> [The exercise]: Render every line of the listing below as a numbered list, omitting any blank lines.

==== Input material

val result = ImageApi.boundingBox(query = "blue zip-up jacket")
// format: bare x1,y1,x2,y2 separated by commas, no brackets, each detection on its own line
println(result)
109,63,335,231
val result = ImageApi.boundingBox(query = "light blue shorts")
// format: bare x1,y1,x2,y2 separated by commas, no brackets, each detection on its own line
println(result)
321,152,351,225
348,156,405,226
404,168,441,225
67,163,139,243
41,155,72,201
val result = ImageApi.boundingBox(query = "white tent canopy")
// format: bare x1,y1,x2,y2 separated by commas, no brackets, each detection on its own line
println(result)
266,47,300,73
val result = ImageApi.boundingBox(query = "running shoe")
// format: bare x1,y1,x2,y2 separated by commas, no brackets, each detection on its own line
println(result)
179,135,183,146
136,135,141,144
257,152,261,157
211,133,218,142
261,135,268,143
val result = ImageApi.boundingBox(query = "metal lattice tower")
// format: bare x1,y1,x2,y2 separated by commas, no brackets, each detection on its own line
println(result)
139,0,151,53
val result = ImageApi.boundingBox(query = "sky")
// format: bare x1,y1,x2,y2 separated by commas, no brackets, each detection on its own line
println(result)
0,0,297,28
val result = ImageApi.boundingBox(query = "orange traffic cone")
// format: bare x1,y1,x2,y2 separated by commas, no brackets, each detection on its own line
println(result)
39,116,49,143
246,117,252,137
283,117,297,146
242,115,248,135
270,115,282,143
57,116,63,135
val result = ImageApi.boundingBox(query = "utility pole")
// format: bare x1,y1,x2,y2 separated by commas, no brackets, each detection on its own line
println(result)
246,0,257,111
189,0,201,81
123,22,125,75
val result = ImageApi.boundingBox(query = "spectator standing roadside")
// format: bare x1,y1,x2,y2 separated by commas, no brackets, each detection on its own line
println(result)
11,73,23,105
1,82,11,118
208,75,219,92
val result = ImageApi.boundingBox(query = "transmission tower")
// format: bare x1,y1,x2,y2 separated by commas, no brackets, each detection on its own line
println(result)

========

> [Answer to this task]:
1. val result = ImageApi.boundingBox(query = "blue zip-up jacket")
2. // format: bare x1,y1,x2,y2 separated by commas, no brackets, each detection on its own line
3. println(result)
4. 109,63,335,231
5. val result = ImageApi.boundingBox(query = "light blue shorts")
6. // format: bare x1,y1,x2,y2 separated by commas, no brackets, each detection on its own line
7. println(result)
8. 321,152,351,225
9. 348,156,405,226
10. 404,168,441,225
11. 67,163,139,243
12. 41,155,72,201
13. val result = ImageApi.boundingBox(query = "white tent canopy")
14. // format: bare x1,y1,x2,y2 separated by commas, no brackets, each detection on its own line
15. println(result)
16. 266,47,300,73
17. val result = ImageApi.boundingBox(query = "running shoe")
18. // format: bare x1,y1,x2,y2 separated by commas, no brackets, each detection on its own line
19. println(result)
20. 179,135,183,146
21. 136,135,141,144
22. 257,152,261,157
23. 211,133,218,142
24. 261,135,268,143
25. val result = ImageApi.boundingBox(query = "metal lattice tower")
26. // format: bare x1,y1,x2,y2 separated by commas, no brackets, each detection on its own line
27. println(result)
28. 139,0,151,53
29. val result = ImageApi.boundingBox(query = "sky")
30. // format: bare x1,y1,x2,y2 separated by commas, no brackets, each detection on its own line
31. println(result)
32. 0,0,297,28
33. val result = ImageApi.boundingBox(query = "orange traffic cone")
34. // format: bare x1,y1,x2,y2 separated by commas, no brackets, each detection on its own line
35. println(result)
36. 39,116,49,143
37. 246,117,252,137
38. 283,117,297,146
39. 242,115,248,135
40. 270,115,282,143
41. 57,116,63,135
42. val result = ImageApi.boundingBox(query = "utility pole")
43. // format: bare x1,y1,x2,y2 separated by commas, no brackets, each detection on its own line
44. println(result)
45. 246,0,257,111
46. 189,0,201,81
47. 123,22,125,75
48. val result = ImageApi.boundingBox(query = "spectator standing roadside")
49. // format: bare x1,y1,x2,y2 separated by commas, no brackets, each detection on its own line
50. println(result)
51. 11,73,23,105
52. 1,82,11,118
53. 208,75,219,92
54. val result = ImageApi.boundingBox(query = "transmission tower")
55. // format: bare x1,y1,x2,y2 separated by commas, no brackets, each detection on its own line
56. println(result)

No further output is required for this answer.